EXERCISE: Output the data below exactly, down to the last character.

##########

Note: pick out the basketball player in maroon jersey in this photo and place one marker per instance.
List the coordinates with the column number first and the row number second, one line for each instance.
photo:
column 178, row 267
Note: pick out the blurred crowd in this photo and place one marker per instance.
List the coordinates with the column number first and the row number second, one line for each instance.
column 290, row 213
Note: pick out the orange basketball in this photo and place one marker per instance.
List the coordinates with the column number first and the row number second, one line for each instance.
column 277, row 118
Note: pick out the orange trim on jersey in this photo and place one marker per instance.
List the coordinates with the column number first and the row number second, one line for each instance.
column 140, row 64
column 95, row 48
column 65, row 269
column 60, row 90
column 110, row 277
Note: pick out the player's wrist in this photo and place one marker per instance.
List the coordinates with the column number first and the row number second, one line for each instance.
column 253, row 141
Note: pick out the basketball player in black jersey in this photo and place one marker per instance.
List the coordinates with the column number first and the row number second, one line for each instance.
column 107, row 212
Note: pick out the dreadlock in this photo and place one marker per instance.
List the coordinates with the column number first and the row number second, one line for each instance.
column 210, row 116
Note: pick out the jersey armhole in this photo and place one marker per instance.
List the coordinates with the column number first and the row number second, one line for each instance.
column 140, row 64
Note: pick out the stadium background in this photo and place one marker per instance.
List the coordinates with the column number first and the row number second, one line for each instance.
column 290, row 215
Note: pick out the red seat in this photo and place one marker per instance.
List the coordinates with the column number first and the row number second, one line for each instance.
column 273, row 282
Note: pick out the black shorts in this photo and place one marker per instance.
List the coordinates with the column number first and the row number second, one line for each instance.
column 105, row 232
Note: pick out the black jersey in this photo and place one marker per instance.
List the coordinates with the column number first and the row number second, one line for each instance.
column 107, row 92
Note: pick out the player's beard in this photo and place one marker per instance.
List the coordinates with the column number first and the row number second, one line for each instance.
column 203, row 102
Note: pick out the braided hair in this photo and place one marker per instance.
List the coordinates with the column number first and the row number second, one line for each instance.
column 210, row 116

##########

WRITTEN SOLUTION:
Note: pick out the basketball player in maroon jersey in this photo and place one marker per instance.
List the coordinates with the column number first and the row number second, one line for each instance.
photo:
column 178, row 267
Note: pick out the blurred crowd in this photo and place one marker per instance.
List the coordinates with the column number first and the row number second, one line for each instance.
column 290, row 213
Note: pick out the orange basketball in this photo and place one marker per instance.
List the coordinates with the column number first and the row number second, one line for each instance.
column 277, row 118
Note: pick out the orange trim on jersey in this photo and place one marker per instance.
List the coordinates with the column number first and the row number second, one line for each instance.
column 140, row 64
column 95, row 48
column 65, row 269
column 60, row 90
column 110, row 277
Note: pick out the player's wrist in this photo and place one marker per instance.
List the coordinates with the column number first and the row number second, one line for each instance.
column 253, row 141
Note: pick out the basketball player in black jersey in this photo and place one marker per instance.
List the coordinates with the column number first and the row number second, one line for each instance.
column 107, row 212
Note: pick out the dreadlock in this photo and place one marker per instance.
List the coordinates with the column number first and the row number second, one line for each instance.
column 210, row 116
Note: pick out the jersey armhole in this photo and place one marker per instance.
List the coordinates with the column number first and the row number second, one line for each instance.
column 140, row 64
Note: pick out the stadium background in this photo and place one marker per instance.
List the coordinates with the column number first and the row number second, one line for each instance.
column 290, row 215
Note: pick out the red seat in this photo and place one marker per instance.
List the coordinates with the column number first and the row number second, one line for each instance.
column 273, row 282
Note: pick out the black shorts in this photo and place one marker per instance.
List the coordinates with the column number first and the row number second, one line for each instance.
column 105, row 232
Note: pick out the black jersey in this photo and place one marker per instance.
List the coordinates with the column number first and the row number second, one line for each instance.
column 107, row 92
Note: pick out the player's beard in this photo and place one marker per instance.
List the coordinates with the column number first and the row number second, one line for each instance.
column 203, row 102
Note: pick out the braided hair in this photo and place one marker per instance.
List the coordinates with the column number first and the row number second, one line for each instance.
column 210, row 116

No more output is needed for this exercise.